▸ **Short exercise**
Can you copy out the lines below word for word, leaving out the pictures?

[Dataset excerpt]
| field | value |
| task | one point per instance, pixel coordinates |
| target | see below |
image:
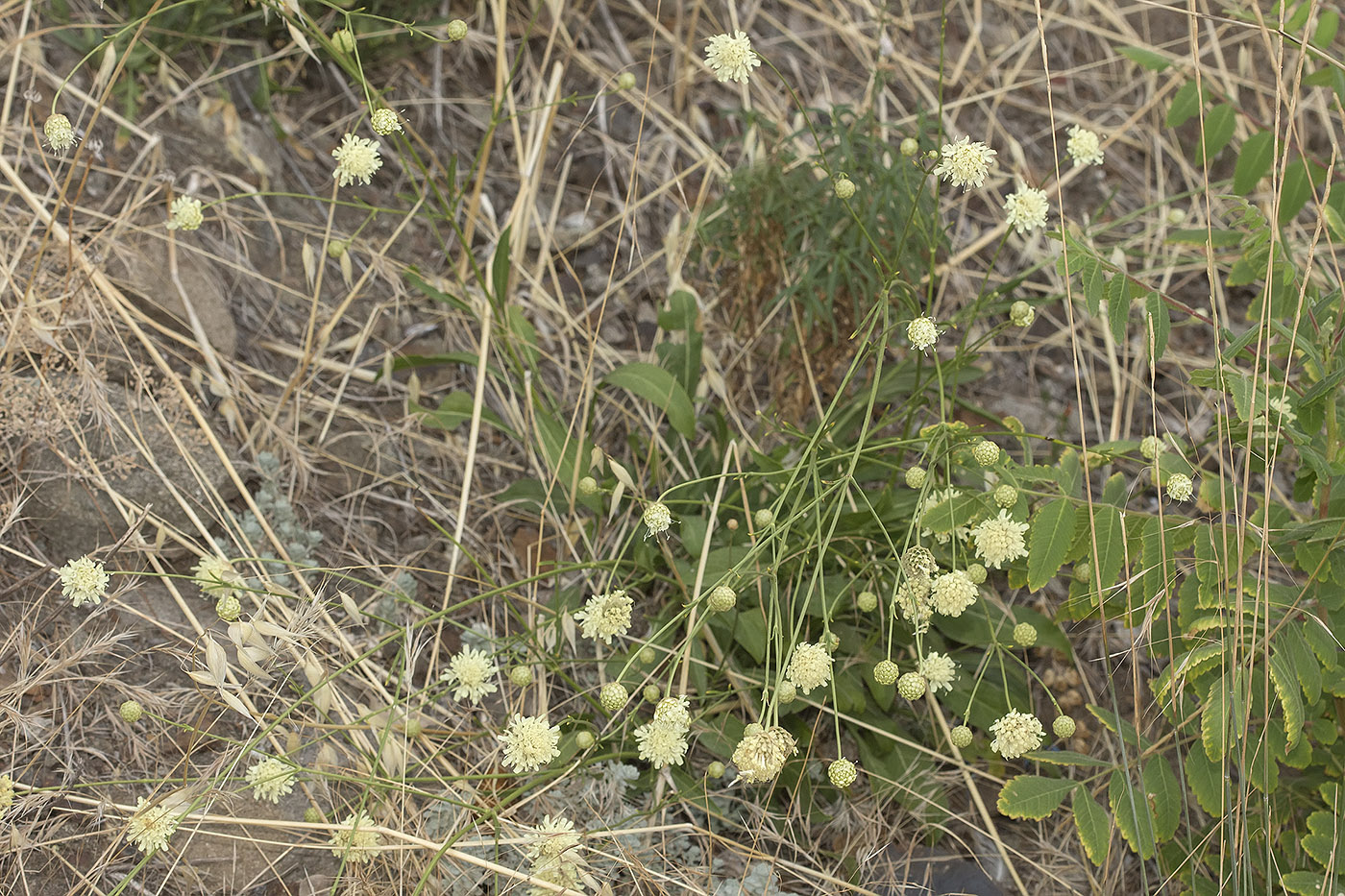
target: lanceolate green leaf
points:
(661, 388)
(1033, 795)
(1048, 541)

▸ **Answer in full**
| field | value |
| task | one point per instance, pixel coordinates |
| target | see below |
image:
target: lanceolate green leaf
points:
(661, 388)
(1033, 795)
(1048, 541)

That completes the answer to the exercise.